Data excerpts
*** Block opens ***

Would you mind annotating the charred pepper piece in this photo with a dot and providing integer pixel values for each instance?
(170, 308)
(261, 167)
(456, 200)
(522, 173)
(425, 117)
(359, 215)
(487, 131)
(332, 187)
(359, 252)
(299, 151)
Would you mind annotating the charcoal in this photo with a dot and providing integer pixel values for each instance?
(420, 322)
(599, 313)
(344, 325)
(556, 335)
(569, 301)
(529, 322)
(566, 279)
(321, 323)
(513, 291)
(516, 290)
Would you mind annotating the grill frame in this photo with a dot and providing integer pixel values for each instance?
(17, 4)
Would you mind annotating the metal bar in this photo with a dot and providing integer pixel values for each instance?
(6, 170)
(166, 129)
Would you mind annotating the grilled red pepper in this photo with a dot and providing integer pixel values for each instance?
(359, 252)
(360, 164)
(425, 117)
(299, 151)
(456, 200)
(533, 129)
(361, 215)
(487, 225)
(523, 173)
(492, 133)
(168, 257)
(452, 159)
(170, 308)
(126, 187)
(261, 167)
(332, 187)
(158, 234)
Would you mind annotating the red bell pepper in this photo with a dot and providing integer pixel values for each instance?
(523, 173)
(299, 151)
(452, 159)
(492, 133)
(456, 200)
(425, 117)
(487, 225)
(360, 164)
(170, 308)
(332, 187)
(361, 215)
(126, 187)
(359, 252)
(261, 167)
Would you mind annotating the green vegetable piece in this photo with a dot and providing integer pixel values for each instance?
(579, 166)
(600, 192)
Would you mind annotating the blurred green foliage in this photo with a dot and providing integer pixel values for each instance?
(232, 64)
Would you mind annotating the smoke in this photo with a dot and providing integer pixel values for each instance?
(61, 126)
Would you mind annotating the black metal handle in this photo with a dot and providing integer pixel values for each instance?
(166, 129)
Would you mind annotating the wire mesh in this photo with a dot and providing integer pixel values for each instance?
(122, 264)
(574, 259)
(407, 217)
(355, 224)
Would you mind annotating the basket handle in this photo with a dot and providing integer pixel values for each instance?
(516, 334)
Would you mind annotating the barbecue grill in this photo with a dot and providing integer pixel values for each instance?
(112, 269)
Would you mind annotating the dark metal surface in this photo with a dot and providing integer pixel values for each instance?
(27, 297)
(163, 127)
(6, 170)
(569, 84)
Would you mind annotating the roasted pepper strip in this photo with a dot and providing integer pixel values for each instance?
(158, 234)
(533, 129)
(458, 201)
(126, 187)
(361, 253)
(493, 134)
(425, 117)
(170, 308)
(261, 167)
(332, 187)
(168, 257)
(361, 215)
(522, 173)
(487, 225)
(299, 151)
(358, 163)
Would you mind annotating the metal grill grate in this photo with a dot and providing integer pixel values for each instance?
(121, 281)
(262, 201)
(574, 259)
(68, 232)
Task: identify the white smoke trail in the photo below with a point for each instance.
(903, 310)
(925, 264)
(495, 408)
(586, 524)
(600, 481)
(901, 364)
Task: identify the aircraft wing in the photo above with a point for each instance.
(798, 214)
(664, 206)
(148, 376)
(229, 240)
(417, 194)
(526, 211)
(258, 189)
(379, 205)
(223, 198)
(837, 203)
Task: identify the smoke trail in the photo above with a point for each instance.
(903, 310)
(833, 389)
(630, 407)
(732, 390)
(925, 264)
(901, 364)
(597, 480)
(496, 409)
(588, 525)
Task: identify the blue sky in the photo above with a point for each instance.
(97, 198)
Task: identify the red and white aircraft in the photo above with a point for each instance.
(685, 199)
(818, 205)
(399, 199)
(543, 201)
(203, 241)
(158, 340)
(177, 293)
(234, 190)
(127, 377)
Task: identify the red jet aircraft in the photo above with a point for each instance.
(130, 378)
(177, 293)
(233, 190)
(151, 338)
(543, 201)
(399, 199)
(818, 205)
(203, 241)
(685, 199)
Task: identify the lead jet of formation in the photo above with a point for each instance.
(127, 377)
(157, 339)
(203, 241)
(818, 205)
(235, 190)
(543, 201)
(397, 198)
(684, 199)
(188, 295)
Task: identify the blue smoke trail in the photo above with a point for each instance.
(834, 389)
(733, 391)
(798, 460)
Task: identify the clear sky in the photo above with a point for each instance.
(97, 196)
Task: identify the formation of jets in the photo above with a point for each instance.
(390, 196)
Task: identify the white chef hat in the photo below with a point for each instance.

*** Block closes ***

Retype all of the records so that every line matches the original exactly.

_ANSWER SPACE_
Would you mind annotating the charred pepper piece in this photo with a dot and providing integer pixel values for each instance?
(170, 308)
(261, 167)
(456, 200)
(522, 173)
(425, 117)
(359, 215)
(487, 131)
(332, 187)
(359, 252)
(299, 151)
Would you mind annotating the charcoal in this photo with a dot and providing integer pixel values for each instance?
(420, 322)
(599, 313)
(344, 325)
(556, 335)
(569, 301)
(529, 322)
(566, 279)
(321, 323)
(513, 291)
(516, 290)
Would you mind annotating the grill frame in this photo with a dot and providing integer pixel values for each instance?
(17, 4)
Would you mind annotating the metal bar in this photo with a dot and providing integer pixel values for each instance?
(6, 170)
(166, 129)
Would you mind annotating the grilled red pepper in this photo with a dot and providing integer pixel values for each instance?
(359, 252)
(360, 164)
(425, 117)
(299, 151)
(456, 200)
(533, 129)
(361, 215)
(487, 225)
(523, 173)
(492, 133)
(168, 257)
(452, 159)
(170, 308)
(126, 187)
(261, 167)
(332, 187)
(158, 234)
Would you mind annotating the red bell pepper in this photo with a dot and providing integer pixel values for each instance?
(523, 173)
(299, 151)
(452, 159)
(492, 133)
(456, 200)
(425, 117)
(487, 225)
(360, 164)
(170, 308)
(332, 187)
(361, 215)
(126, 187)
(359, 252)
(261, 167)
Would you mind annotating the green vegetable piece in this photo with a dot and providing integer pixel values for each instance?
(579, 166)
(600, 192)
Would you mind annotating the blurred green foliage in this photo with a dot and providing integer pixel values for each instance?
(232, 64)
Would you mind annotating the smoke in this photo with a dot and providing integer pixel values for each instance?
(61, 126)
Would you mind annotating the black metal handle in this photo with a dot and providing integer pixel values for each instance?
(166, 129)
Would you mind annotating the wire mesh in this photo with a dot and providing integer pixel values for each instance?
(122, 264)
(574, 259)
(407, 217)
(355, 224)
Would you mind annotating the basket handle in this photo with a dot and providing integer pixel values for each instance?
(516, 334)
Would you mind annotating the barbecue grill in this photo with a dot and providing integer pixel values for each instance?
(112, 269)
Would you mind annotating the dark metal surface in this photo with a dot and providing integer pixel values for each instance?
(27, 297)
(163, 127)
(6, 170)
(569, 84)
Would you mind annotating the roasted pepper strip in this photo with a dot and providing integer pixel values for each instance?
(158, 234)
(533, 129)
(458, 201)
(126, 187)
(361, 253)
(493, 134)
(425, 117)
(170, 308)
(261, 167)
(332, 187)
(168, 257)
(361, 215)
(522, 173)
(487, 225)
(299, 151)
(358, 163)
Would you mind annotating the metal grill grate in this photo with a dot and providing integer pixel values for each instance?
(121, 281)
(262, 201)
(574, 259)
(68, 232)
Task: identify the white smoke trail in the photo below with a point for each instance.
(903, 310)
(925, 264)
(495, 408)
(586, 524)
(600, 481)
(901, 364)
Task: identify the aircraft wing in the photo above with a point for each instance.
(798, 214)
(664, 206)
(148, 376)
(229, 240)
(417, 194)
(526, 211)
(258, 189)
(379, 205)
(223, 198)
(837, 203)
Task: identify the smoke trail in the photo above with a point for each instance.
(903, 310)
(833, 389)
(630, 407)
(732, 390)
(925, 264)
(901, 364)
(597, 480)
(496, 409)
(588, 525)
Task: identify the blue sky in the photo above with a point for each instance.
(97, 198)
Task: identify the red and white aircraft in the photo above with a point for each instance.
(685, 199)
(818, 205)
(399, 199)
(543, 201)
(203, 241)
(158, 340)
(177, 293)
(234, 190)
(127, 377)
Task: identify the red jet aircraft in the photo above with a point for each instance.
(130, 378)
(177, 293)
(233, 190)
(151, 338)
(543, 201)
(399, 199)
(818, 205)
(203, 241)
(685, 199)
Task: identify the lead jet of formation in the photo above with a point for each instance.
(127, 377)
(157, 339)
(203, 241)
(818, 205)
(235, 190)
(543, 201)
(397, 198)
(684, 199)
(188, 295)
Task: identify the blue smoke trail in the photo above with a point for each instance.
(834, 389)
(733, 391)
(798, 460)
Task: identify the clear sky in the photo above with a point for each instance.
(97, 196)
Task: identify the formation of jets in the photo above with a point for each instance.
(390, 196)
Task: identify the white chef hat in the photo below with a point for each instance.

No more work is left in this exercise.